• _GOAL_: Retype the entries below verbatim, from the line containing "Find the sign reading we march for jobs" through the line containing "<point>101,85</point>", with both lines included.
[START EXERCISE MATERIAL]
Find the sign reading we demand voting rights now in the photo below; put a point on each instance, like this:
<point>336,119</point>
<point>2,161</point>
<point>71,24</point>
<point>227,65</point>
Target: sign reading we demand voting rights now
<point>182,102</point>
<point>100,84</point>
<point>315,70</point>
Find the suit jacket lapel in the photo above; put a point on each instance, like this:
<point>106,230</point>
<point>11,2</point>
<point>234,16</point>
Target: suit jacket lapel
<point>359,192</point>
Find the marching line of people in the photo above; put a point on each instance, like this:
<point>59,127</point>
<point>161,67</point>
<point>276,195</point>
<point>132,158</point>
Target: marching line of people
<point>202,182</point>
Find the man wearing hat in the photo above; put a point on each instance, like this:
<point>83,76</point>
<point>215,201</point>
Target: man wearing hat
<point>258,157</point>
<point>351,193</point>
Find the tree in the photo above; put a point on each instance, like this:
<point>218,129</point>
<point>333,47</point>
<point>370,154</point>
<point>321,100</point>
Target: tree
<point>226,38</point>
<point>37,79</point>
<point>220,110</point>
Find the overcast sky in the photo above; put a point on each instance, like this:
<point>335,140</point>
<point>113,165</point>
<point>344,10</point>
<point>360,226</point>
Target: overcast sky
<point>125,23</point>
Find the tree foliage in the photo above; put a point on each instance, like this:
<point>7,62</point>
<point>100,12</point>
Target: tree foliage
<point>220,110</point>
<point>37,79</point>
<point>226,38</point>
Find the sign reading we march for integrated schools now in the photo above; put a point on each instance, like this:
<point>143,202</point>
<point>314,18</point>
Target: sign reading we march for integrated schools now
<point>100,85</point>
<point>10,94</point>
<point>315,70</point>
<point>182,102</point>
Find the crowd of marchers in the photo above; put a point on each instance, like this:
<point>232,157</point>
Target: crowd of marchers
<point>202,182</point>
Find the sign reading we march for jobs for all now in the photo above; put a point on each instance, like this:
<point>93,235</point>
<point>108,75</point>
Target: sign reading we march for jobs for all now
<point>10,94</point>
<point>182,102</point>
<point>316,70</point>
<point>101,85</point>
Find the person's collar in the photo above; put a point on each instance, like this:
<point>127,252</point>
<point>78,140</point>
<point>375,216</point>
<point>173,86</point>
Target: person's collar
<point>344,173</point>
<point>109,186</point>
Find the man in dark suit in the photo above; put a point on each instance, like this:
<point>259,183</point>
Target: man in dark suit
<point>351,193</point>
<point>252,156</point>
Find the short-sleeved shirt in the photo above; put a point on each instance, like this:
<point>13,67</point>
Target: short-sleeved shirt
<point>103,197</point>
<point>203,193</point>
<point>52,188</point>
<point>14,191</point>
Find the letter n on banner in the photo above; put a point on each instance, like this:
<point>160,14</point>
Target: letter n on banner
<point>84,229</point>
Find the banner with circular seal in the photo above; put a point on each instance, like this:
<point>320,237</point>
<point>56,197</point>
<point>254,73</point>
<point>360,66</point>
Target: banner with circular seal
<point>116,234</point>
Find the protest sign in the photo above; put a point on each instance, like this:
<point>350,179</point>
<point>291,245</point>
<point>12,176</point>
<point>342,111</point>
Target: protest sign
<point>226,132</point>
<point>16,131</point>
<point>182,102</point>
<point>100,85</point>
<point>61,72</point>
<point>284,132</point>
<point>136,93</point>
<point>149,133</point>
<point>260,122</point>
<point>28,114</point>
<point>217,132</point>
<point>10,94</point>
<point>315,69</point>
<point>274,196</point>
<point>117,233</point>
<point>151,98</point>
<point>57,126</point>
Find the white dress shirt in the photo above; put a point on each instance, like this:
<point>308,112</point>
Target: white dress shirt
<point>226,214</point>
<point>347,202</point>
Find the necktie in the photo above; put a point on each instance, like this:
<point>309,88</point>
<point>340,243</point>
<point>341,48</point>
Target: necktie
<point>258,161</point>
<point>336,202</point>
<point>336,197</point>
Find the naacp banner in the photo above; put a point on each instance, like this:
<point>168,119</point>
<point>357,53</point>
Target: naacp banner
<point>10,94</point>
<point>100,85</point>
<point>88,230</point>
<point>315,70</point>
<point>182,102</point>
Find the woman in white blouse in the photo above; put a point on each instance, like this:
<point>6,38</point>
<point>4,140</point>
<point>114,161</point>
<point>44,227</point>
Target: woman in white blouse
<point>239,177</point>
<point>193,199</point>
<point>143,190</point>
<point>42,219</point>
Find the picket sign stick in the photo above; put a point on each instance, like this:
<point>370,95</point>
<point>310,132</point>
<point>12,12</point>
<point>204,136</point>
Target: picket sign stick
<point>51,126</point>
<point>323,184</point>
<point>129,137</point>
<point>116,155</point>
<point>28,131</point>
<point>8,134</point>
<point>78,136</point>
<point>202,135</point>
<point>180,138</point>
[END EXERCISE MATERIAL]
• _EXERCISE RESPONSE_:
Find the sign reading we march for jobs for all now in the photo above; put a point on each instance, like this:
<point>93,235</point>
<point>108,75</point>
Target: sign reading we march for jobs for all now
<point>10,94</point>
<point>182,102</point>
<point>316,70</point>
<point>101,85</point>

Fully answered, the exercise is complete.